┏━━

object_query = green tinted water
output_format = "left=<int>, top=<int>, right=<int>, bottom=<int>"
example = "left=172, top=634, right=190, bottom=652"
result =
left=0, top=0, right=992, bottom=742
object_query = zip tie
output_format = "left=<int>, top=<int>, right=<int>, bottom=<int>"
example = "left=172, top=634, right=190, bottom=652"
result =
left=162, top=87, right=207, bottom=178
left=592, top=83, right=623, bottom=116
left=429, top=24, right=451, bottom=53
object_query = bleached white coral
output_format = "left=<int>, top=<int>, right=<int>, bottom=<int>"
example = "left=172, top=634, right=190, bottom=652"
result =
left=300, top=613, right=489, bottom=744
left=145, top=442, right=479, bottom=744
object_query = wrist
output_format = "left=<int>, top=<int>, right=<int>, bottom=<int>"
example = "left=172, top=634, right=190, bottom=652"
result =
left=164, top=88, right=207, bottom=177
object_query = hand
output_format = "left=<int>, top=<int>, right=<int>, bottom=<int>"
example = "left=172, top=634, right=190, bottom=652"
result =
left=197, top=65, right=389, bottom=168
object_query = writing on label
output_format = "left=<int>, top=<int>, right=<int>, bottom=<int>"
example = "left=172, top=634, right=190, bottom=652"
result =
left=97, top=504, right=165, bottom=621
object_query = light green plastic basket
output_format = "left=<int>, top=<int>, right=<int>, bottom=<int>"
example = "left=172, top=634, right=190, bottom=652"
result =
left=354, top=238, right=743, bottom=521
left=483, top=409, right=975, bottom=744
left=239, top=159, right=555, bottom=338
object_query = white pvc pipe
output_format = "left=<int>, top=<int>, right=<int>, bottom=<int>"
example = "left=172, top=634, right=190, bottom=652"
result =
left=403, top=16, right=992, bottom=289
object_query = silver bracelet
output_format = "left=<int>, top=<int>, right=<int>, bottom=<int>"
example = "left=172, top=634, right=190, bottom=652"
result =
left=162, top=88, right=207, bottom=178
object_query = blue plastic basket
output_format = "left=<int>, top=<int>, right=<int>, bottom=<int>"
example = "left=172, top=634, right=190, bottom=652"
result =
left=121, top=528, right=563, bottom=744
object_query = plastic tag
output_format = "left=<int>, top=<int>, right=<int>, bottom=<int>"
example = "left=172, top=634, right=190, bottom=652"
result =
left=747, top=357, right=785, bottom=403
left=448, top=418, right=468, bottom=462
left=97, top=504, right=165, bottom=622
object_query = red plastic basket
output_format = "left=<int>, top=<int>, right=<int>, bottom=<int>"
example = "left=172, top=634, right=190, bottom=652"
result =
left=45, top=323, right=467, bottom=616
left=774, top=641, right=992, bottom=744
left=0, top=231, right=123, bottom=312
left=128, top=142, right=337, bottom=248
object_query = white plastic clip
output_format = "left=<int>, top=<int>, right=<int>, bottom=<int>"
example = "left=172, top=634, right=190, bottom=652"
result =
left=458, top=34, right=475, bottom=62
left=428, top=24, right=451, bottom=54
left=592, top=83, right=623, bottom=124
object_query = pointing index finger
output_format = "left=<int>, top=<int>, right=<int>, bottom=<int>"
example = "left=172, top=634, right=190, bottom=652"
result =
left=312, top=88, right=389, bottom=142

┗━━
┏━━

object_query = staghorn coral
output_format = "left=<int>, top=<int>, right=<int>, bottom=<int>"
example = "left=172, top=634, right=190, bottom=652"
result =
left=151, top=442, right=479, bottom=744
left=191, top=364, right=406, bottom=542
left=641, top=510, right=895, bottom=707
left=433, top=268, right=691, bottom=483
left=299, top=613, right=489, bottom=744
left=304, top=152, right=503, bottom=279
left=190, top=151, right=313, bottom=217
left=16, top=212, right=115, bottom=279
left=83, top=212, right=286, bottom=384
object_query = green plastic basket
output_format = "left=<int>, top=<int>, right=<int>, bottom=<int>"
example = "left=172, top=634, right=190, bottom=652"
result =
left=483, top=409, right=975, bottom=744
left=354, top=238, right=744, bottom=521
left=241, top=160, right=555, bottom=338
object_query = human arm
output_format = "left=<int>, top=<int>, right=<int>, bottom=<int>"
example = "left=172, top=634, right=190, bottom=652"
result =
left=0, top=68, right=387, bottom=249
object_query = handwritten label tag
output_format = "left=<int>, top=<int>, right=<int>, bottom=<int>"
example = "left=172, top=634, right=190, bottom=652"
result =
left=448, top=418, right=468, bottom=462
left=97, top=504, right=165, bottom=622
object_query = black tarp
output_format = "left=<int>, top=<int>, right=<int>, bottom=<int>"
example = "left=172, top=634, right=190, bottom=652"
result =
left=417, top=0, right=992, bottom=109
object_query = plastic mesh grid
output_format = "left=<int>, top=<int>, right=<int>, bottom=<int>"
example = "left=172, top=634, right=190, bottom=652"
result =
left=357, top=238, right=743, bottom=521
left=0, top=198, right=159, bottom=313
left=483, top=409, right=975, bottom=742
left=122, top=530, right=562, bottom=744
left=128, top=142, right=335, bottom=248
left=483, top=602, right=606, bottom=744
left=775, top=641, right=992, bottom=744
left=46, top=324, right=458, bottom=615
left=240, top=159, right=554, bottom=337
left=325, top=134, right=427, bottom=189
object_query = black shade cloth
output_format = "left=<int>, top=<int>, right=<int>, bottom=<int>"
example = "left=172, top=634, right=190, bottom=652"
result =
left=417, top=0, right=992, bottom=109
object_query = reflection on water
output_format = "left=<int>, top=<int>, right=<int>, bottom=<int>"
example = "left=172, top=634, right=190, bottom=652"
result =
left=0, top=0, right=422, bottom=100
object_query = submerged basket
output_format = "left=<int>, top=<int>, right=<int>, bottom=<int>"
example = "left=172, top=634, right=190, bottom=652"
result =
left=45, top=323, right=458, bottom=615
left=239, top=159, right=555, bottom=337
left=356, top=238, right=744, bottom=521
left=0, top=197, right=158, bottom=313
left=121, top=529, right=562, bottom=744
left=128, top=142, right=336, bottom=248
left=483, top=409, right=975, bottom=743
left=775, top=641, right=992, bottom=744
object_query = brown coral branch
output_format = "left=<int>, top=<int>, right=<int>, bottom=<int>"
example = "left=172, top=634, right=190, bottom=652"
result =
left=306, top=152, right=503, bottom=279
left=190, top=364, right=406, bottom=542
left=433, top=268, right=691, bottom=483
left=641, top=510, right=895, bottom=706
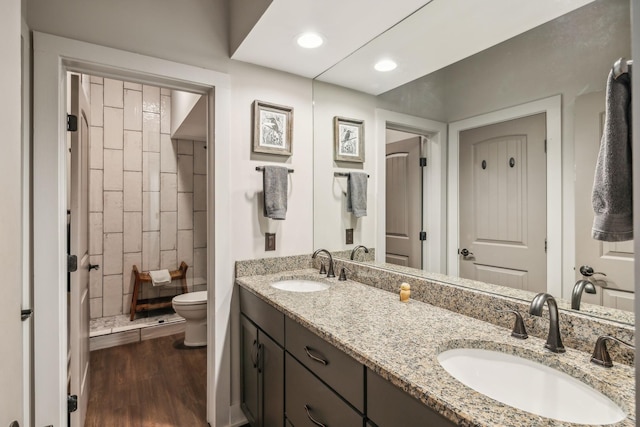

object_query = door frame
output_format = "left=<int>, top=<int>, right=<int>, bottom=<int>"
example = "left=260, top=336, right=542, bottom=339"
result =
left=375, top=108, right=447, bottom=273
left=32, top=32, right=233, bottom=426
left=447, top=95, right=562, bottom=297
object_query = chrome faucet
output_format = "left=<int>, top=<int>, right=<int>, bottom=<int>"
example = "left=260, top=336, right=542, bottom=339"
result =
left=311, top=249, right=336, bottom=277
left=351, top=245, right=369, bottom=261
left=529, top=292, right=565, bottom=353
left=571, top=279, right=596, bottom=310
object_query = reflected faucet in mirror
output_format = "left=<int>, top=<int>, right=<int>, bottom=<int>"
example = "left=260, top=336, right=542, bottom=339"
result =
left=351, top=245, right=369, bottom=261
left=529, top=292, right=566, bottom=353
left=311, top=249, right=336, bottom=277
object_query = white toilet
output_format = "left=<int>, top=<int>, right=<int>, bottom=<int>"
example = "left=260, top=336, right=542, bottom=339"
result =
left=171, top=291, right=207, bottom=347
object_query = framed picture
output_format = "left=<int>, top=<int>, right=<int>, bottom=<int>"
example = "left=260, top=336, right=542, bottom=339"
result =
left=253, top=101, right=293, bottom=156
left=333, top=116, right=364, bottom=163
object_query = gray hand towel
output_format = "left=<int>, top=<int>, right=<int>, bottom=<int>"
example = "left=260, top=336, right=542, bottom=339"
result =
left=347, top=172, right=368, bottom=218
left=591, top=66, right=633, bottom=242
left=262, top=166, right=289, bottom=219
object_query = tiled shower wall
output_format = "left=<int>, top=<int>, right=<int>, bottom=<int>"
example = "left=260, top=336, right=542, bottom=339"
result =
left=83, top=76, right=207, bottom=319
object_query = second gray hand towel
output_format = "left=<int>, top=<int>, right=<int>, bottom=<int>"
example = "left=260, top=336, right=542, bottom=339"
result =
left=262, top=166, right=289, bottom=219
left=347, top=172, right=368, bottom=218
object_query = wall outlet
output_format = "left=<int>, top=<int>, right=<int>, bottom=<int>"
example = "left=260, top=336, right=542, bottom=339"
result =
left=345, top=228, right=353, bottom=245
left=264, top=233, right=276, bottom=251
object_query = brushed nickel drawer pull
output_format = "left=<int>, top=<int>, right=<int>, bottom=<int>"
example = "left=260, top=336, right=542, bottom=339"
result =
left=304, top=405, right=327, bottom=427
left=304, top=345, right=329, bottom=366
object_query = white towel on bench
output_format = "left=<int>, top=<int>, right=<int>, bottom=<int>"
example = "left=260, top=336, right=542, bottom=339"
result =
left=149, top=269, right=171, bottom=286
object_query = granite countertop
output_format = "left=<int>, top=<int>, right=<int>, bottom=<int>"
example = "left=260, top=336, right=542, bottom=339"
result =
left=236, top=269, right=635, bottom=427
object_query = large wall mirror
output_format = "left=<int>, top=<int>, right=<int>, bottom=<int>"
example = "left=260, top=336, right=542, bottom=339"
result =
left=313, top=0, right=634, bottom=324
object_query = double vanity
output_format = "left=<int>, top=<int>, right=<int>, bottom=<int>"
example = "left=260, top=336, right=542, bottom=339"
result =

┗━━
┏━━

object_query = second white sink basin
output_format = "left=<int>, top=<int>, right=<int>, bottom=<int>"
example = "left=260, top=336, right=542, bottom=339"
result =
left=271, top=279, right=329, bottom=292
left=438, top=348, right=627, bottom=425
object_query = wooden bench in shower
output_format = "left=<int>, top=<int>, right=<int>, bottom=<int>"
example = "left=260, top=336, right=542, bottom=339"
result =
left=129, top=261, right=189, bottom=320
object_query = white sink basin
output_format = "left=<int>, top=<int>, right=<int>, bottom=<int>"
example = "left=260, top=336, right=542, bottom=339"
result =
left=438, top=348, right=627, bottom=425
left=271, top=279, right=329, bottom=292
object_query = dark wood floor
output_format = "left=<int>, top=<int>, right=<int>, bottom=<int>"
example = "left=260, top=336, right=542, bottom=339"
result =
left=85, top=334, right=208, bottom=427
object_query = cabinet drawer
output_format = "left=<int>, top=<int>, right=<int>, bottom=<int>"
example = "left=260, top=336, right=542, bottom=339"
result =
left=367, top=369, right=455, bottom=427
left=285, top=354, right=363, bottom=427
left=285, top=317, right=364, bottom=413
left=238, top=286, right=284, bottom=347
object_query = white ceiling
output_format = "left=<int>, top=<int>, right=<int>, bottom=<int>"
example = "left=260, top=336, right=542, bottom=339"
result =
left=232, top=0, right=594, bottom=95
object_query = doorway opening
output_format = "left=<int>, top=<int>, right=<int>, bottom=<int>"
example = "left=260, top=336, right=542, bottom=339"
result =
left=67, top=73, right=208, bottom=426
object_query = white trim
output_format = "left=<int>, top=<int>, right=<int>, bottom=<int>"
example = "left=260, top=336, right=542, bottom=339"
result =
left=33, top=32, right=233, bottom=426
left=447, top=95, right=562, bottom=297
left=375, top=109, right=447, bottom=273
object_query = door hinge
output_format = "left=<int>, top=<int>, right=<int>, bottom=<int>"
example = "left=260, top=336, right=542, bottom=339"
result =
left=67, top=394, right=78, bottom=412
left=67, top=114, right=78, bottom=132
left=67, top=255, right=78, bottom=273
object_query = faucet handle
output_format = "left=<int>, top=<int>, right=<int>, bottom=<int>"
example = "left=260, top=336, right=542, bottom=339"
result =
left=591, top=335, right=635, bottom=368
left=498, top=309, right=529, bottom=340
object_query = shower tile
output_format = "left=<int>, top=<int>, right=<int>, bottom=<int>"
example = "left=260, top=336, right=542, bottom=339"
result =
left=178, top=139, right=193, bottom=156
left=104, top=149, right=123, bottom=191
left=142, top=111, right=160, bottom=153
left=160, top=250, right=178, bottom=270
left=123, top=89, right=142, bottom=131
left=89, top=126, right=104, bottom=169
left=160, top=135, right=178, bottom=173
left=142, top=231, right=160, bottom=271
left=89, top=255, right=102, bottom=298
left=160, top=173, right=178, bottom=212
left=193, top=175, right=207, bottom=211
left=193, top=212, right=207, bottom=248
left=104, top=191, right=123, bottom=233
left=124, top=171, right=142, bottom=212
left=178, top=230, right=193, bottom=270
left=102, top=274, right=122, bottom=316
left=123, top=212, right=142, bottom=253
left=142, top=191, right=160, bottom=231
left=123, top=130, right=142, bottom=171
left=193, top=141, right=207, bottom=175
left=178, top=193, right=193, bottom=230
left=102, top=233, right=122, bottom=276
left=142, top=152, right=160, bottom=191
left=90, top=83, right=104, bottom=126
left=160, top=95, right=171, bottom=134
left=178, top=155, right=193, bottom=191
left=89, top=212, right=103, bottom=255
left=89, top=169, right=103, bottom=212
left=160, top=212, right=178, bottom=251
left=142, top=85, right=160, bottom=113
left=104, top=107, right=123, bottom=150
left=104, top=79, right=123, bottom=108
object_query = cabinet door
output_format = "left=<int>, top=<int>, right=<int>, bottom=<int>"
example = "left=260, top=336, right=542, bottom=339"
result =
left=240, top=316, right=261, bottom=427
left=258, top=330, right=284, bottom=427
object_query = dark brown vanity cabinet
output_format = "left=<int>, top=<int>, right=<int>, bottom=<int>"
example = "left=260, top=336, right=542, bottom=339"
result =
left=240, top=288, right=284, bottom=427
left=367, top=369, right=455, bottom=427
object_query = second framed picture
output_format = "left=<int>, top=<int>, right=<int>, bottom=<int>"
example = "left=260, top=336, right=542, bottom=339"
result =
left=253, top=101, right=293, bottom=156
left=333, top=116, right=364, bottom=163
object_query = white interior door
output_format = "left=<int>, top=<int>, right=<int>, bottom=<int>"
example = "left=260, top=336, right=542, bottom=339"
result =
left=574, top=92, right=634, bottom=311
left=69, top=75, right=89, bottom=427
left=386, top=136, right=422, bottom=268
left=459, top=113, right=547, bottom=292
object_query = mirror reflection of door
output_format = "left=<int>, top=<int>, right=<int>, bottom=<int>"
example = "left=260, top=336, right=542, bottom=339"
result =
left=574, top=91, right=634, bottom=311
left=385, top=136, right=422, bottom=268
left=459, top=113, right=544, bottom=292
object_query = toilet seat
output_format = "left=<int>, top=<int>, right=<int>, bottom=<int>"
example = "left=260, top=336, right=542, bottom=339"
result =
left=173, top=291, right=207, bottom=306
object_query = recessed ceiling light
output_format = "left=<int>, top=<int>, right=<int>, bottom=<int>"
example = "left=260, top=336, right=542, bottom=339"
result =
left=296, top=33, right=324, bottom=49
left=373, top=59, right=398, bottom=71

┗━━

EXERCISE GOAL ->
Rewrite the stretch of the listing above from the line with "object_query = white sink basin" to the line with "left=232, top=0, right=594, bottom=95", both ends included, keeping every line and multiplying each answer's box coordinates by 1.25, rounded to whole numbers with halves going up. Every other number stays unchanged.

FULL SOLUTION ->
object_query = white sink basin
output_format = "left=<int>, top=<int>, right=<int>, bottom=<int>"
example = "left=260, top=336, right=542, bottom=339"
result =
left=548, top=435, right=784, bottom=531
left=339, top=349, right=411, bottom=365
object_query = dark wood floor
output_format = "left=<int>, top=<int>, right=<int>, bottom=<int>"
example = "left=260, top=336, right=542, bottom=339"
result =
left=106, top=418, right=260, bottom=534
object_query = cabinet drawer
output_format = "left=<int>, top=<int>, right=<int>, bottom=<int>"
example = "left=260, top=336, right=542, bottom=339"
result =
left=459, top=461, right=569, bottom=534
left=356, top=443, right=454, bottom=534
left=356, top=396, right=455, bottom=516
left=298, top=358, right=355, bottom=434
object_query = white ceiling
output_format = "left=<int>, top=<int>, right=<int>, bottom=<int>"
example = "left=260, top=336, right=542, bottom=339"
result =
left=290, top=0, right=743, bottom=119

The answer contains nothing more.